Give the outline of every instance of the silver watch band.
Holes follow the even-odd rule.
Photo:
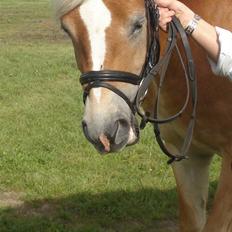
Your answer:
[[[188,26],[185,28],[185,32],[187,35],[191,35],[193,33],[200,19],[201,17],[197,14],[193,16],[193,19],[189,22]]]

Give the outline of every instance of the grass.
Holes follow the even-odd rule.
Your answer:
[[[152,128],[120,155],[96,153],[73,49],[50,15],[45,0],[0,0],[0,231],[172,231],[175,182]]]

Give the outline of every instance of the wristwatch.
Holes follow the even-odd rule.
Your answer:
[[[197,28],[197,25],[200,19],[201,17],[197,14],[193,16],[193,19],[189,22],[189,24],[185,28],[185,32],[187,35],[191,35],[193,33],[193,31]]]

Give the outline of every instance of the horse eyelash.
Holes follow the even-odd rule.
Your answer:
[[[137,20],[134,24],[133,24],[133,28],[131,31],[131,35],[134,35],[138,32],[140,32],[143,29],[143,25],[144,25],[144,20]]]
[[[143,24],[141,22],[136,22],[134,25],[134,31],[142,29]]]
[[[138,22],[133,25],[130,31],[130,38],[135,38],[139,34],[139,32],[143,29],[143,24]]]

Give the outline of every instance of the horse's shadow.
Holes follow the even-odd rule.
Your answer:
[[[212,201],[216,183],[210,185]],[[175,189],[140,189],[24,202],[0,211],[1,232],[177,230]]]

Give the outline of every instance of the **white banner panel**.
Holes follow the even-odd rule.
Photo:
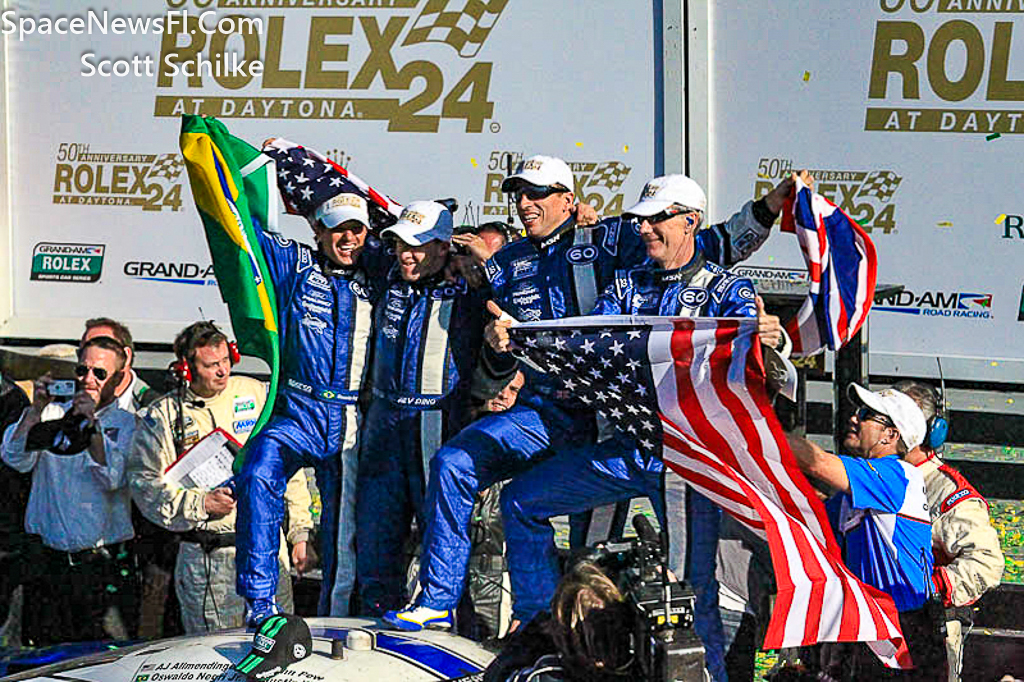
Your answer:
[[[456,197],[465,222],[504,219],[505,152],[570,161],[601,213],[653,172],[651,3],[12,0],[2,30],[13,295],[0,336],[74,337],[105,314],[166,342],[199,308],[226,321],[181,113],[321,150],[398,201]],[[298,218],[282,229],[310,237]]]
[[[811,169],[906,287],[872,353],[1024,358],[1024,2],[716,0],[709,42],[712,218]]]

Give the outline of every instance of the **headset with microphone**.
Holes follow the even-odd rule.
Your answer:
[[[223,336],[228,346],[228,360],[231,366],[237,365],[242,356],[238,352],[238,344],[227,339],[227,336],[217,328],[212,321],[203,321],[190,324],[185,327],[174,339],[174,355],[177,360],[171,363],[167,370],[174,378],[185,384],[192,383],[194,374],[192,372],[192,361],[195,358],[196,348],[207,345],[207,342],[214,336]]]
[[[177,383],[178,418],[177,433],[174,434],[174,449],[179,457],[185,450],[185,403],[188,402],[192,407],[201,408],[206,406],[203,400],[187,400],[186,397],[186,389],[194,378],[192,361],[195,359],[196,348],[209,345],[210,340],[217,336],[224,338],[225,343],[227,343],[228,360],[231,362],[231,366],[237,365],[242,359],[238,352],[238,345],[228,339],[224,332],[218,329],[217,325],[212,321],[190,324],[181,330],[174,339],[174,355],[177,357],[177,360],[170,364],[167,371],[170,372]]]

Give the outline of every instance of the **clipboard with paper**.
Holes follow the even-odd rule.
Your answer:
[[[224,429],[214,429],[164,470],[164,478],[184,488],[213,490],[231,478],[242,444]]]

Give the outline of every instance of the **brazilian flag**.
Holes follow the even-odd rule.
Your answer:
[[[238,350],[270,366],[270,390],[252,442],[270,418],[280,375],[274,285],[256,238],[256,230],[277,220],[274,162],[213,118],[183,116],[180,145]],[[236,471],[244,456],[245,449],[235,459]]]

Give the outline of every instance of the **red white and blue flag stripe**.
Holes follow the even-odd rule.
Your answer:
[[[777,597],[765,648],[862,641],[907,665],[892,598],[843,564],[772,410],[755,319],[593,316],[509,333],[517,355],[558,377],[563,400],[597,410],[768,543]]]
[[[378,231],[393,225],[402,213],[397,201],[315,149],[277,137],[263,145],[263,153],[277,164],[277,186],[289,213],[311,219],[320,204],[343,193],[366,199],[370,223]]]
[[[800,179],[782,213],[782,229],[796,232],[811,291],[787,325],[793,354],[838,350],[864,324],[875,296],[875,245],[860,225]]]

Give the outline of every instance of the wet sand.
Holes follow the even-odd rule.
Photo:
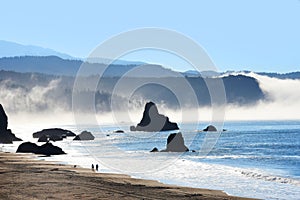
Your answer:
[[[0,199],[247,199],[0,152]]]

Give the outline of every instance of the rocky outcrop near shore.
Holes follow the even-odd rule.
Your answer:
[[[0,143],[11,144],[13,141],[22,141],[20,138],[16,137],[15,134],[7,129],[8,117],[0,104]]]
[[[46,156],[66,154],[60,147],[54,146],[50,142],[47,142],[42,146],[38,146],[31,142],[24,142],[19,145],[17,153],[34,153]]]
[[[49,128],[43,129],[41,131],[35,132],[32,134],[33,138],[39,138],[39,142],[47,141],[59,141],[63,140],[66,137],[74,137],[75,133],[72,131],[61,129],[61,128]]]

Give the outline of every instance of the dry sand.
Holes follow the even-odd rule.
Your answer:
[[[0,152],[0,199],[246,199]]]

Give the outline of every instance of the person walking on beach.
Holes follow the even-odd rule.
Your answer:
[[[94,171],[94,164],[92,164],[92,170]]]
[[[96,171],[98,171],[98,164],[96,164]]]

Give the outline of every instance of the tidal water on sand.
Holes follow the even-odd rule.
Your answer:
[[[226,122],[224,128],[227,131],[221,132],[207,155],[201,153],[201,147],[204,141],[211,139],[209,134],[216,133],[200,131],[206,125],[180,125],[186,146],[194,150],[185,153],[150,153],[154,147],[164,149],[168,135],[178,131],[144,133],[130,132],[128,125],[66,125],[62,128],[75,133],[91,131],[96,139],[72,141],[69,138],[55,142],[67,154],[40,159],[87,168],[99,164],[100,172],[126,173],[163,183],[219,189],[243,197],[300,198],[300,121]],[[15,128],[18,136],[36,142],[31,135],[35,129]],[[124,133],[113,132],[117,129],[123,129]],[[15,151],[18,144],[2,145],[1,148]]]

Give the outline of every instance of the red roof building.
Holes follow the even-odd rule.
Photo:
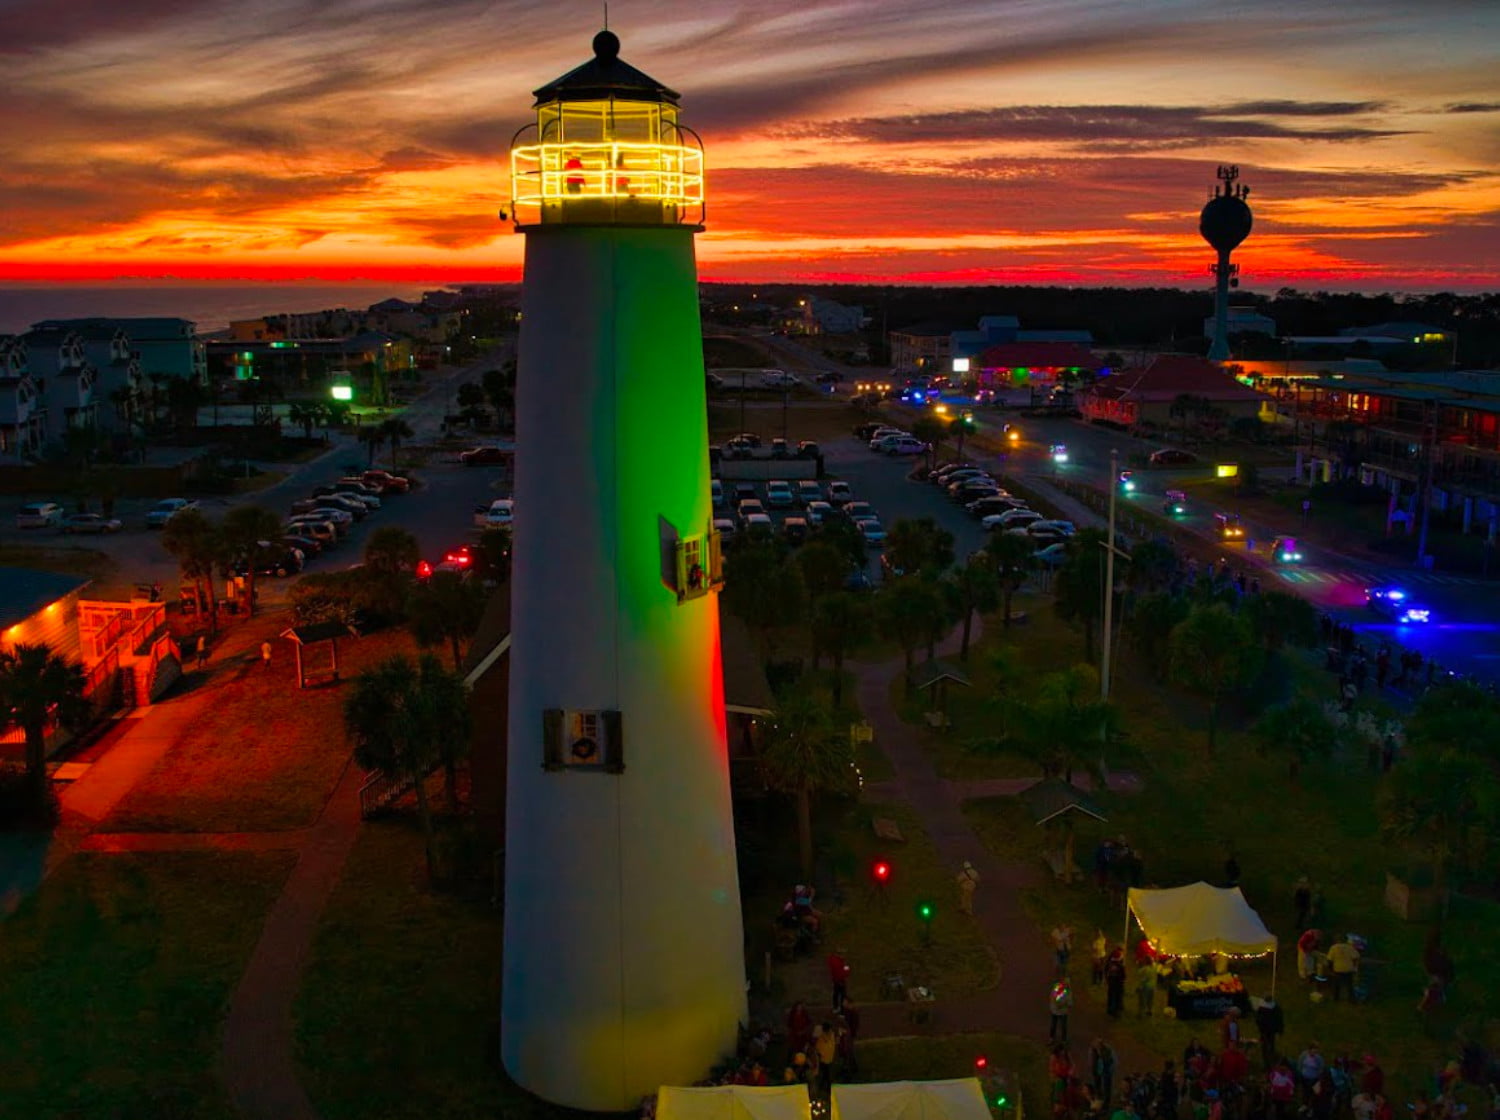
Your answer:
===
What the exercise asks: When the word "with" appears in a line of the listing, pull that line out.

Output of the task:
Give the outline of every instance of the **headset with microphone**.
Give the outline of every instance of the **clipboard with paper**.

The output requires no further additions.